* **DATA FOR THIS TASK**

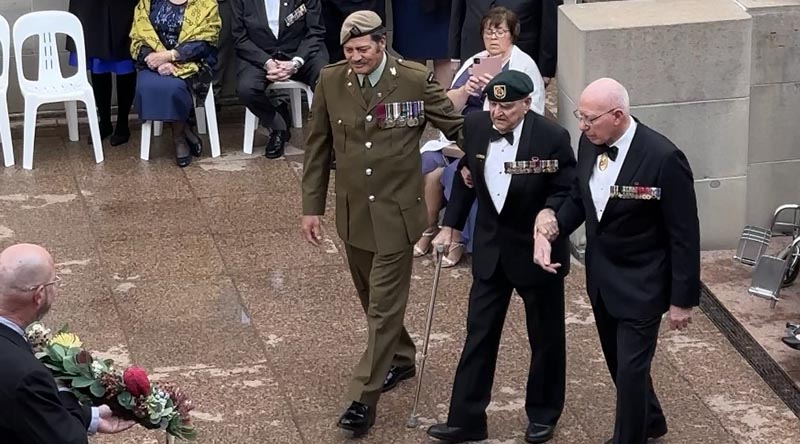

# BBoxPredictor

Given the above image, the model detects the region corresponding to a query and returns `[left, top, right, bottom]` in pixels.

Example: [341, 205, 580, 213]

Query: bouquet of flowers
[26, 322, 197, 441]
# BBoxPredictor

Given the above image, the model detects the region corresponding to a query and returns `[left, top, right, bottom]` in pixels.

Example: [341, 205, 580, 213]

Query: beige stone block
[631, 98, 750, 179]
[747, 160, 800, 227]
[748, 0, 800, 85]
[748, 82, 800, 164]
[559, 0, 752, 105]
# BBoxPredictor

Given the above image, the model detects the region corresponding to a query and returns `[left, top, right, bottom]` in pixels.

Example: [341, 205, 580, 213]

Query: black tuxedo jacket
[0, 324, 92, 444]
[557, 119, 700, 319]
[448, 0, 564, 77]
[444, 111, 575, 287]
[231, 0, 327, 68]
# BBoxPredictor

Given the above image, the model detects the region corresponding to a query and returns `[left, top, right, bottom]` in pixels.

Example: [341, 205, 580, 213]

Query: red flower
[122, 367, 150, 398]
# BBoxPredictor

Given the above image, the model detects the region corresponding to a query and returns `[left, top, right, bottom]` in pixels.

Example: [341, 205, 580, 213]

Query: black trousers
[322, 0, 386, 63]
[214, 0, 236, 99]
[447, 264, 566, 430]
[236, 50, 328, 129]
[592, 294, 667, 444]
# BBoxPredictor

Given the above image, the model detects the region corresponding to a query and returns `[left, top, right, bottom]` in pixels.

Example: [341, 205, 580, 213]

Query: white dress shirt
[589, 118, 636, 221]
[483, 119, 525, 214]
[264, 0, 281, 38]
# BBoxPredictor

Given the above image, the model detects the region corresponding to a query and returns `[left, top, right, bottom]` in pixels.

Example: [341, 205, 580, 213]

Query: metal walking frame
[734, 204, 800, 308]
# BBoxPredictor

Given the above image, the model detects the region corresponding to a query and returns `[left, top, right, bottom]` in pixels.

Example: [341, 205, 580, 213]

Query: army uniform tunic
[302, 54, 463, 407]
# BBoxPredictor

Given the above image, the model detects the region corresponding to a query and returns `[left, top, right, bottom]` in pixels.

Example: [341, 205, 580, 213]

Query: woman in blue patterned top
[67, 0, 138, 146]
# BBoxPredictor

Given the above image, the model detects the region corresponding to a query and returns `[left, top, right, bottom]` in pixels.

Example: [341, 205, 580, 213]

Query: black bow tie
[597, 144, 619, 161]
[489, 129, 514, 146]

---

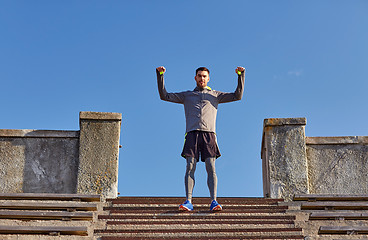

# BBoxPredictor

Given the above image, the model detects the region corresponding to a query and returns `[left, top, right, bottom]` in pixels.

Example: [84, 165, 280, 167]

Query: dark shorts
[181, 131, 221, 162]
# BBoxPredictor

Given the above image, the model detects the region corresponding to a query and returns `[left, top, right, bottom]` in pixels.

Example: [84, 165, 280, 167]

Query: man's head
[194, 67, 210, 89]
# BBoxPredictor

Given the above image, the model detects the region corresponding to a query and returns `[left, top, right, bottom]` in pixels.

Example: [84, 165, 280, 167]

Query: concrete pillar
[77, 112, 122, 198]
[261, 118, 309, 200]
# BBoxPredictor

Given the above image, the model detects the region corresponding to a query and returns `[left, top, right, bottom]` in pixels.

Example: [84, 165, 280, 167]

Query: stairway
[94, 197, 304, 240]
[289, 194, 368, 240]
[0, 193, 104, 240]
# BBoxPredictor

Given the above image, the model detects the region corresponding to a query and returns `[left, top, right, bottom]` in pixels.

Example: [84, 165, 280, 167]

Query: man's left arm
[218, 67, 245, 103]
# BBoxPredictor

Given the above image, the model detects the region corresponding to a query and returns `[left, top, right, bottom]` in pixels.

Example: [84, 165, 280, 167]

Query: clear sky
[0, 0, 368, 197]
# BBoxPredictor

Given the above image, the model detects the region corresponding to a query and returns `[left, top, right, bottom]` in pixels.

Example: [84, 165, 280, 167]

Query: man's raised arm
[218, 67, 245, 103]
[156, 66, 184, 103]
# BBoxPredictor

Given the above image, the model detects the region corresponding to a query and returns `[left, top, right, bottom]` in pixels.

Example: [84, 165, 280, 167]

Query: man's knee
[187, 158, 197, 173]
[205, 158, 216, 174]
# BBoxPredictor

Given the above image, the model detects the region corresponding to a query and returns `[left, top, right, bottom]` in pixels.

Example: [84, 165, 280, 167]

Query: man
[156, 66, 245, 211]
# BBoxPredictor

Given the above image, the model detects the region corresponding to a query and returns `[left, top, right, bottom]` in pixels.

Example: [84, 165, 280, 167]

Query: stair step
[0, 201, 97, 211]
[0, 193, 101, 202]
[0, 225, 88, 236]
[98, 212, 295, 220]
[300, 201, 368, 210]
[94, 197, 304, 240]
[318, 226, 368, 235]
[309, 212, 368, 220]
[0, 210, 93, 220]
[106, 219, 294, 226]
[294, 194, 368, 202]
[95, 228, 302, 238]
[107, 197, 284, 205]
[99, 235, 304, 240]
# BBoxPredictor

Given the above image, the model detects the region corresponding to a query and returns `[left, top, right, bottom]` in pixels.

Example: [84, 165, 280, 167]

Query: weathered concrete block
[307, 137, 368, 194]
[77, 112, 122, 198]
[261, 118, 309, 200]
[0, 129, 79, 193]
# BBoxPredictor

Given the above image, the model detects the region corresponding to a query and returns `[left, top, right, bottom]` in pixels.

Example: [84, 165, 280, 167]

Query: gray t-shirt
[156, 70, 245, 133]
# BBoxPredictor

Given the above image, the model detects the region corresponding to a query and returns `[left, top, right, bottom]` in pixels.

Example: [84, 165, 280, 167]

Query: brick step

* **TASK BRIEF**
How many lines in the records above contain the string "shirt"? Reply with the number only.

* **THE SOLUTION**
2